───── Document excerpt ─────

VB: What is the difference between an inventor and an innovator?

Jackie Fenn: There's only one person who's going to invent something, but there's many more people who are going to use it in innovative ways.

Innovation can be about inventing something – you may be the first person or company to try something new. For every one of those, there's hundreds who are trying to take that idea and apply it in their organizations. Very often they're not doing exactly what the first person or company did, they're adapting it. There's a level of innovation in how they're going to make it work, and how they're going to apply it to their circumstances. So, there's a distinction there.

Even with pure invention, if you look at Thomas Edison as a classic example, he didn't necessarily just invent things. He had a whole lab so there were a lot of people who were collaborating. He wasn't just an inventor; he was a businessman as well. When he and his team invented something he'd figure out how to create the infrastructure within society to make it valuable. The light bulb wouldn't have been worth a lot, it wouldn't have been nearly as useful if he hadn't figured out how to generate and distribute electricity. That broader ecosystem for an invention, which involves more than the inventers, is critical to broader adoption.

VB: Is one of the four traps of the hype cycle – adopting too early, giving up too soon, adopting too late, or hanging on too long – especially worrisome and threatening to the survival of organizations that don't understand the hype cycle?

─────

Objectives
1 – In the interview on inventors and innovators, why does Jackie Fenn say Edison's light bulb became valuable? Explain in one to three sentences.
2 – According to the interview on inventors and innovators, what was Edison besides an inventor?

───── Data supplied ─────

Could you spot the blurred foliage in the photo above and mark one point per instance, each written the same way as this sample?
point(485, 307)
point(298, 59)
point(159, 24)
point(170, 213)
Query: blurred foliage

─────

Solutions to the tasks
1 – The light bulb became valuable because Edison worked out how to generate and distribute electricity, building the infrastructure in society that made it useful. Without that, it would not have been worth much or been nearly as useful. Fenn calls this broader ecosystem around an invention critical to broader adoption.

2 – A businessman.